■ 任务说明
阅读LexC-Gen摘要页,回答下列问题:
1. 页面上标注的日期是哪一天?
2. 实验涵盖了多少种极低资源语言?
3. LexC-Gen的成本是基于GPT4的多语言数据生成成本的几分之几?

■ 文档正文
****************
LexC-Gen:利用大型语言模型和双语词典为极低资源语言生成数据
LexC-Gen: Generating Data for Extremely Low-Resource Languages with Large Language Models and Bilingual Lexicons
February 21, 2024
作者: Zheng-Xin Yong, Cristina Menghini, Stephen H. Bach
cs.AI
摘要
在低资源语言中的数据稀缺问题可以通过使用双语词典,从高资源语言的标记任务数据中进行逐词翻译来解决。然而,双语词典通常与任务数据的词汇重叠有限,导致翻译覆盖率和词典利用率低。我们提出了词典条件数据生成(LexC-Gen)方法,可以大规模生成低资源语言分类任务数据。具体而言,LexC-Gen首先使用双语词典中的高资源语言词汇生成与词典兼容的任务数据,然后通过词汇翻译将其翻译成低资源语言。在17种极低资源语言中,LexC-Gen生成的数据与专家翻译的黄金数据具有竞争力,并在情感分析和主题分类任务上分别比现有基于词典的词汇翻译方法平均提高了5.6和8.9个点。我们展示了在双语词典的条件下是LexC-Gen的关键组成部分。LexC-Gen也很实用,只需要一个单个GPU就能大规模生成数据。它与开放获取的LLMs配合良好,成本仅为基于GPT4的多语言数据生成成本的五分之一。
English
Data scarcity in low-resource languages can be addressed with word-to-word
translations from labeled task data in high-resource languages using bilingual
lexicons. However, bilingual lexicons often have limited lexical overlap with
task data, which results in poor translation coverage and lexicon utilization.
We propose lexicon-conditioned data generation (LexC-Gen), a method that
generates low-resource-language classification task data at scale.
Specifically, LexC-Gen first uses high-resource-language words from bilingual
lexicons to generate lexicon-compatible task data, and then it translates them
into low-resource languages with bilingual lexicons via word translation.
Across 17 extremely low-resource languages, LexC-Gen generated data is
competitive with expert-translated gold data, and yields on average 5.6 and 8.9
points improvement over existing lexicon-based word translation methods on
sentiment analysis and topic classification tasks respectively. We show that
conditioning on bilingual lexicons is the key component of LexC-Gen. LexC-Gen
is also practical -- it only needs a single GPU to generate data at scale. It
works well with open-access LLMs, and its cost is one-fifth of the cost of
GPT4-based multilingual data generation.
****************
■ 数据集中列出的条目

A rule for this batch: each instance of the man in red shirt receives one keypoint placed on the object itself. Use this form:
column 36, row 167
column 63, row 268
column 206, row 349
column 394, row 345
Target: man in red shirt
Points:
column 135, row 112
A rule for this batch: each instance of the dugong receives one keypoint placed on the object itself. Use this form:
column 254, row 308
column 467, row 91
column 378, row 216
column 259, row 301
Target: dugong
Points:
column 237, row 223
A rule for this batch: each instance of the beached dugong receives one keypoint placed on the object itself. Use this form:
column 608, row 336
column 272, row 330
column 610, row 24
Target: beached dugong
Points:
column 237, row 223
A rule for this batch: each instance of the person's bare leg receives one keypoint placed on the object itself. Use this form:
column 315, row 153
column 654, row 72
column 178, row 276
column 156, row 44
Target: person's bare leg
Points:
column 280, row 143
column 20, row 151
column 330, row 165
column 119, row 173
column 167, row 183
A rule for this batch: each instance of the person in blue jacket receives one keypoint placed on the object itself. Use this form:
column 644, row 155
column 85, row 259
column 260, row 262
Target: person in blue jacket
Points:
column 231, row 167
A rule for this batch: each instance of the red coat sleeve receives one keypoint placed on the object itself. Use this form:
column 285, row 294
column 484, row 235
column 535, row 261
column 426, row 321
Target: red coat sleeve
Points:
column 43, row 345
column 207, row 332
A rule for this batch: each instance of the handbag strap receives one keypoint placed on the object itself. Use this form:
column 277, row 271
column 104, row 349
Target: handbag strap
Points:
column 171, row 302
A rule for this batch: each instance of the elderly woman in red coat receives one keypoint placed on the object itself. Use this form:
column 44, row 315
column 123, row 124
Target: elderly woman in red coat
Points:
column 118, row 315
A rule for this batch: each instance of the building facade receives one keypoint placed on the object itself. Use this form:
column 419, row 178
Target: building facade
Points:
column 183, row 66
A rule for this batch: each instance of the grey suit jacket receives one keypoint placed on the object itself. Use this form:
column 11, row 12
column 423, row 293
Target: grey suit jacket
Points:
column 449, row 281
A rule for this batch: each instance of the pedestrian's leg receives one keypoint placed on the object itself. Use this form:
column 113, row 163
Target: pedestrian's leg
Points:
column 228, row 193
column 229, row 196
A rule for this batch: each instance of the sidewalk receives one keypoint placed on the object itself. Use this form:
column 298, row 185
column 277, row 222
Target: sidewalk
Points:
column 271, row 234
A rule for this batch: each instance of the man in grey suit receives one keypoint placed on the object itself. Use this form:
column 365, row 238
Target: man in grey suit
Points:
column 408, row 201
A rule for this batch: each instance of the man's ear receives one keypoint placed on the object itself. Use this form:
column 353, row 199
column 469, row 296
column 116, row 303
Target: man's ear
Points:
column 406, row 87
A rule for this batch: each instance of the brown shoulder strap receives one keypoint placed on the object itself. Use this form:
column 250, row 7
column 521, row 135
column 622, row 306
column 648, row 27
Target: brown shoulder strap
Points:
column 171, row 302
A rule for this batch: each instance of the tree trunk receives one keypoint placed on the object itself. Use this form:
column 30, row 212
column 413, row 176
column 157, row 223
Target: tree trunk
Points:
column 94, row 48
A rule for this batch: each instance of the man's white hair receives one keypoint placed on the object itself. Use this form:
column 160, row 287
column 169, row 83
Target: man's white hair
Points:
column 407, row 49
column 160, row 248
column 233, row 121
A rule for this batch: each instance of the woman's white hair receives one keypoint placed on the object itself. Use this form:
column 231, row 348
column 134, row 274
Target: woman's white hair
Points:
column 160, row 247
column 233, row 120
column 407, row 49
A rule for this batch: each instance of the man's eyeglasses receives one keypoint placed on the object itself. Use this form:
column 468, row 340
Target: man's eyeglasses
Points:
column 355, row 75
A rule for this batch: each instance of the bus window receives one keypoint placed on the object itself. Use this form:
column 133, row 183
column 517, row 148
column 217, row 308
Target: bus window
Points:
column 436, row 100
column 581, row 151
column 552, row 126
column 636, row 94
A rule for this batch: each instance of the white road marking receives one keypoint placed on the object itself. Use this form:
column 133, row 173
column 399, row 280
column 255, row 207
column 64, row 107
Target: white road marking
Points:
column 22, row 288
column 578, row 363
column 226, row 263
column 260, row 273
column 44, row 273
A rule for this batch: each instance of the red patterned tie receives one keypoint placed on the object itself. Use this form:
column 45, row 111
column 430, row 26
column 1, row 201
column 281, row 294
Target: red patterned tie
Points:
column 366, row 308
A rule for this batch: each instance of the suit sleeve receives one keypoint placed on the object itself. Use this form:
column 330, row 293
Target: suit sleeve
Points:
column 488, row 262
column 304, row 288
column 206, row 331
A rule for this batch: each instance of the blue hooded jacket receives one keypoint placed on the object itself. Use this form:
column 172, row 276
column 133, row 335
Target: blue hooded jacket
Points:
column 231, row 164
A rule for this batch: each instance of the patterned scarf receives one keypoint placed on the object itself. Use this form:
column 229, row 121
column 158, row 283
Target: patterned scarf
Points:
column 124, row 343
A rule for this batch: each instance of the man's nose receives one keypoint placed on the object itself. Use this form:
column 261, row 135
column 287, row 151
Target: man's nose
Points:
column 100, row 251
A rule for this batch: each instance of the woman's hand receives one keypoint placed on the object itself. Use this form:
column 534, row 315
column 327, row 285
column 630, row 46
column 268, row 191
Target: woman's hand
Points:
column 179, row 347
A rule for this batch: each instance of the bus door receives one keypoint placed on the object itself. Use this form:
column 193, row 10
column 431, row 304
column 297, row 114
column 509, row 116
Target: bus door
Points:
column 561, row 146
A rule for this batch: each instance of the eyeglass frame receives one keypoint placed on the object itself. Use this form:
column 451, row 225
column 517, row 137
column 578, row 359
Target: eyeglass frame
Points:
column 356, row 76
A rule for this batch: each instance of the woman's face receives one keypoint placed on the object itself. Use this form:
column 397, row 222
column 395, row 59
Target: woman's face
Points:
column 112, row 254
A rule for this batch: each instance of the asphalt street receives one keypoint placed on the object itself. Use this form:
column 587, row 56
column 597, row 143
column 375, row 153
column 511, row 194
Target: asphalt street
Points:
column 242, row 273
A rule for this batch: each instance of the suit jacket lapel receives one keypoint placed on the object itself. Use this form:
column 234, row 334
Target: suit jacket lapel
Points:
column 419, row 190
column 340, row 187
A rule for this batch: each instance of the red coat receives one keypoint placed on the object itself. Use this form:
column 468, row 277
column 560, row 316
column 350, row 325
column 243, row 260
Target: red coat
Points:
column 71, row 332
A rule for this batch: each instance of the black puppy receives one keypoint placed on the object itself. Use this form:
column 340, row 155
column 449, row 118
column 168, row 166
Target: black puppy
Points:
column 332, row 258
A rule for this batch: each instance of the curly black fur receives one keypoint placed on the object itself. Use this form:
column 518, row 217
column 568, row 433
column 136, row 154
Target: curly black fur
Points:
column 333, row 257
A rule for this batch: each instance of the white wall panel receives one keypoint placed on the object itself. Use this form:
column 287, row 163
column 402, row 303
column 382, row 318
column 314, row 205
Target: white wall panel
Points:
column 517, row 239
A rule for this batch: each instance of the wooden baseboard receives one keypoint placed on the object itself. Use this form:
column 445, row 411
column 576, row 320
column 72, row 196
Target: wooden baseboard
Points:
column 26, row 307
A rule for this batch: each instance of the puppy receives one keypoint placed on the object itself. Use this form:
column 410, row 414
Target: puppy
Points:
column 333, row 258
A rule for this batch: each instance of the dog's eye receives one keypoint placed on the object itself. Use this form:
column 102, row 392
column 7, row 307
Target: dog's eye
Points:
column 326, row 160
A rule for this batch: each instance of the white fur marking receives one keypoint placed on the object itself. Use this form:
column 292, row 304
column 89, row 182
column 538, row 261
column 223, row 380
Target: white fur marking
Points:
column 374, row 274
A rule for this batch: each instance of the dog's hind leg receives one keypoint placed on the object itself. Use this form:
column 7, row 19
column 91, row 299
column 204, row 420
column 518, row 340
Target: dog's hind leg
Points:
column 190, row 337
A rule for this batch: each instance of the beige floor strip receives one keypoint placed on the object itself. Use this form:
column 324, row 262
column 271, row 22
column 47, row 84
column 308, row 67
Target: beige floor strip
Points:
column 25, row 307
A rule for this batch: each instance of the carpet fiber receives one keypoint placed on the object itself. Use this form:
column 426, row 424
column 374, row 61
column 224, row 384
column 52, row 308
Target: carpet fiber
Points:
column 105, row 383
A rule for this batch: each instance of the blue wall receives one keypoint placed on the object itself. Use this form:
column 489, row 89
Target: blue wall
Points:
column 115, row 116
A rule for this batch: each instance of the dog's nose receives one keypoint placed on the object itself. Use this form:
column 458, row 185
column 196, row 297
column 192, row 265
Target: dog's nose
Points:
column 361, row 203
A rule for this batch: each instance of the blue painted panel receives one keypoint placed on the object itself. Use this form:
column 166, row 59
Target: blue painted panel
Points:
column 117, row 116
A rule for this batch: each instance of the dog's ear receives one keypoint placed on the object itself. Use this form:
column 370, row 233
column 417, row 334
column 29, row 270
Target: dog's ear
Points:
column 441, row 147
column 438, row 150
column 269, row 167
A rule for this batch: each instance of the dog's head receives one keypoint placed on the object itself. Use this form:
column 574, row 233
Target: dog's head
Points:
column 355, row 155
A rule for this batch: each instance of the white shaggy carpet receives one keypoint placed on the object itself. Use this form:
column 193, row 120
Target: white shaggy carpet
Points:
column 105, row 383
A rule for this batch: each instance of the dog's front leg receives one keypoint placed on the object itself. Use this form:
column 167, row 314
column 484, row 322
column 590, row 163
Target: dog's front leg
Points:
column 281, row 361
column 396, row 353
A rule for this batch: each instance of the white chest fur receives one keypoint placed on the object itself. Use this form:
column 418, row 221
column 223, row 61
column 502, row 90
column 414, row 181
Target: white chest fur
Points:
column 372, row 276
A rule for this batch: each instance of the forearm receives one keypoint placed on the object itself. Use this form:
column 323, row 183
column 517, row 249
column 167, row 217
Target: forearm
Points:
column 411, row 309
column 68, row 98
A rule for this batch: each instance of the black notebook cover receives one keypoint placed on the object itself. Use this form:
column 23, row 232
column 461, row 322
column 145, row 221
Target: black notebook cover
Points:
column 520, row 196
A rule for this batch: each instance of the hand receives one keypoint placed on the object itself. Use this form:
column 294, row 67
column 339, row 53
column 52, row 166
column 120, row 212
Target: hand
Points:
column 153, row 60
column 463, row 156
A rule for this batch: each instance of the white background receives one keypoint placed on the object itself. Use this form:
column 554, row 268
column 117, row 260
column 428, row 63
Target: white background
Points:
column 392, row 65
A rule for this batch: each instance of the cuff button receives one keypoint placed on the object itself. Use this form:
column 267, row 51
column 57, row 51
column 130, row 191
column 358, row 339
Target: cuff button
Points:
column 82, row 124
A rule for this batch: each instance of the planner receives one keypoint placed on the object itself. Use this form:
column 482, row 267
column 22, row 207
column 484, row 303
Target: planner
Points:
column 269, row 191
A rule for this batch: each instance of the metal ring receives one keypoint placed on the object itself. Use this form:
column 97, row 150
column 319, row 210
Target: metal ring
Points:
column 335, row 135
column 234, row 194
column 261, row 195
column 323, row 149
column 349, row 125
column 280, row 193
****************
■ 参考答案
1. 2024年2月21日。
2. 17种。
3. 五分之一。